▸ **Task details**: Please count the lines in the data below that contain the word "give" and reply with the number alone.

· · · · ·

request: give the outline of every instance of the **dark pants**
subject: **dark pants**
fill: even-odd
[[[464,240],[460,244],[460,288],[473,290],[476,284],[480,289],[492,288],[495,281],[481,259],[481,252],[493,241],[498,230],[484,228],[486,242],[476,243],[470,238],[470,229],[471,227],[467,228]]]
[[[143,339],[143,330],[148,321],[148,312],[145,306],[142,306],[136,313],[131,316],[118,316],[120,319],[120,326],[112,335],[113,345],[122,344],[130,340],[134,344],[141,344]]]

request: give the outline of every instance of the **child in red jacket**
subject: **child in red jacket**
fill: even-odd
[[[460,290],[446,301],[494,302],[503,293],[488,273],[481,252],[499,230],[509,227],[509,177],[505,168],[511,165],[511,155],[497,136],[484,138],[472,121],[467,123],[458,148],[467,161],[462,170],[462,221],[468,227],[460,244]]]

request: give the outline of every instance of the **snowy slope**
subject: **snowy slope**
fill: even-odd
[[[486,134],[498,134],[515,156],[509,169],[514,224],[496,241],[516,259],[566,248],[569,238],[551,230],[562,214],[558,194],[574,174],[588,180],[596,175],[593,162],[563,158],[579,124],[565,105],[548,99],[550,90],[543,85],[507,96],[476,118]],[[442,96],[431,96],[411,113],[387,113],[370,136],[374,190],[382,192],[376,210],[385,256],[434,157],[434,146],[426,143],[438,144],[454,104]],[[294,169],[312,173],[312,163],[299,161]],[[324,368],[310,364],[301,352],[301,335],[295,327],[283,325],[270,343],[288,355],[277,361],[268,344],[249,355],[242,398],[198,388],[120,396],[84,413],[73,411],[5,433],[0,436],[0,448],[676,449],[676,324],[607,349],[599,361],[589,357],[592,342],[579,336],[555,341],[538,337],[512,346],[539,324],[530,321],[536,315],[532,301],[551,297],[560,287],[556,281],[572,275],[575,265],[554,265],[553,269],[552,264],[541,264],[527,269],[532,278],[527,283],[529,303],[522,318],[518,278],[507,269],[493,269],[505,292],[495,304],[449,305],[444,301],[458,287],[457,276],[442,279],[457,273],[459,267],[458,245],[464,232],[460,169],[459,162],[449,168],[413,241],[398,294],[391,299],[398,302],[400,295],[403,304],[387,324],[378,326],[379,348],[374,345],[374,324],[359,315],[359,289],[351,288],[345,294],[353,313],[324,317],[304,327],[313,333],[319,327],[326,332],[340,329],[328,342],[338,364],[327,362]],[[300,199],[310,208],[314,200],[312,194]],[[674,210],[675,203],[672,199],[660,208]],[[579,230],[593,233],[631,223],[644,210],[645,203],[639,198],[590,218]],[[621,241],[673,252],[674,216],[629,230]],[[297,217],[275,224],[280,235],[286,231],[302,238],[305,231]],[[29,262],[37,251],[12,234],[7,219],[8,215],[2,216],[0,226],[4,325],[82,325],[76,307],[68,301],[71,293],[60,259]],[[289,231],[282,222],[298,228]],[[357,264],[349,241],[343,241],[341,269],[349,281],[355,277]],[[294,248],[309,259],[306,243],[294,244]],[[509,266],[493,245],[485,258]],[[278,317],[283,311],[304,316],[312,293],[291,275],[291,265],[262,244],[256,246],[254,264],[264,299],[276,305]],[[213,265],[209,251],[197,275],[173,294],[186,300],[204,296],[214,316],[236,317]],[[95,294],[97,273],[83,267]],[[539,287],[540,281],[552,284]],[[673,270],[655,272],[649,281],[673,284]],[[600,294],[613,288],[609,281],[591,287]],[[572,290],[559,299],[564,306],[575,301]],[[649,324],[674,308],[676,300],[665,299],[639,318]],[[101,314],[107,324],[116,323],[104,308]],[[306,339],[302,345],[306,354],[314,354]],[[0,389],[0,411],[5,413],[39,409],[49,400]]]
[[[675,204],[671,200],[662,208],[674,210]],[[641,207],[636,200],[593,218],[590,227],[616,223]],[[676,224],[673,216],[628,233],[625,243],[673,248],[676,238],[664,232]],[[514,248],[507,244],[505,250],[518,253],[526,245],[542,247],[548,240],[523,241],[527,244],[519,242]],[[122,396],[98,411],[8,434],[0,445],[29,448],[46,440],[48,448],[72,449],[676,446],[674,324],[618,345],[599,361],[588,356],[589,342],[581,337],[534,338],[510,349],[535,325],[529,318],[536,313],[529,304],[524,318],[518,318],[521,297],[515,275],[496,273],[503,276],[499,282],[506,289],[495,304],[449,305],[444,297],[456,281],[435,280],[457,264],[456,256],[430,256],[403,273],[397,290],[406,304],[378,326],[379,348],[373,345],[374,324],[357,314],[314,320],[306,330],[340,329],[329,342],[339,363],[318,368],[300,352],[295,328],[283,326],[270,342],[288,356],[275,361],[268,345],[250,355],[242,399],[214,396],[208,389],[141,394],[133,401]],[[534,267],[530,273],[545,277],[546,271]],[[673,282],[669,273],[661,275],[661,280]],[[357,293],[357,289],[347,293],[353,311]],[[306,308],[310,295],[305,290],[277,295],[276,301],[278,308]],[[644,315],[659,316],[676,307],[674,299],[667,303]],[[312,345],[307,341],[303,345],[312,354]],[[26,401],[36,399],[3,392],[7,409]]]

· · · · ·

▸ **Correct result**: 3